» **WORK INSTRUCTION 1**:
Answer these questions using the passage on sensitive teeth.
(a) According to the survey of dental offices in the United States, how many adult patients experience overly sensitive teeth?
(b) What is another name for very mild gum disease?
(c) What do receded gums expose?
» **WORK INSTRUCTION 2**: Retype the passage on sensitive teeth from "Sensitive teeth can" up to and including "treatment for you.".
» **WORK INSTRUCTION 3**: Extend the passage on sensitive teeth, starting after its final sentence.

» **PASSAGE SHOWN**:
Sensitive teeth can impact your daily life in a number of small ways that can add up to a big annoyance. They can make eating sweet, cold, or acidic foods like ice cream, cold drinks, and sweets, a real pain in the mouth. According to a recent survey of dental offices in the United States, one in eight adult patients experience overly sensitive teeth. While treatment options for sensitive teeth include protective barriers, gum grafting, and special toothpastes, learning more about the underlying causes will inform the most effective treatment for you.
1. Receding Gums
One of the most common causes of sensitive teeth is receded gums, which expose the sensitive surface of the tooth roots. In most cases, the gums recede as a result of gum disease, an infection and inflammation of the gum tissue surrounding a tooth. Even very mild gum disease (also known as gingivitis) can cause the gums to pull away from the tooth, resulting in sensitivity to cold and hot temperatures.

» **SUPPLIED DATA**:
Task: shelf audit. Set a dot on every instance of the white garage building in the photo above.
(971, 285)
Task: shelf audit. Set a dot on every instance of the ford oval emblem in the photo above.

» **EXERCISE RESULT 1**:
(a) One in eight.
(b) Gingivitis.
(c) The sensitive surface of the tooth roots.

» **EXERCISE RESULT 2**:
Sensitive teeth can impact your daily life in a number of small ways that can add up to a big annoyance. They can make eating sweet, cold, or acidic foods like ice cream, cold drinks, and sweets, a real pain in the mouth. According to a recent survey of dental offices in the United States, one in eight adult patients experience overly sensitive teeth. While treatment options for sensitive teeth include protective barriers, gum grafting, and special toothpastes, learning more about the underlying causes will inform the most effective treatment for you.

» **EXERCISE RESULT 3**:
2. Rough Brushing
Brushing is one of those activities where too much elbow grease can cause serious problems. Using a stiff bristled toothbrush, applying too much pressure while brushing, or brushing for too long can wear down the protective enamel layer of the tooth, exposing the sensitive dentin layer beneath. When it comes to brushing, protect your teeth by following the ADA’s recommendations:
- Use a soft-bristled toothbrush
- Brush gently and thoroughly for 2 minutes
3. Injured Tooth
Tooth injuries include a wide range of issues, such as chips and breaks, cracks, cavities, and worn enamel. In all of these instances, the nerve-filled pulp at the center of the tooth becomes exposed and can cause sensitivity and pain when it comes into contact with hot, cold, sweet, and/or acidic substances. If you’re experiencing severe sensitivity to tooth pain, your best bet is to schedule an appointment with your family dentist immediately.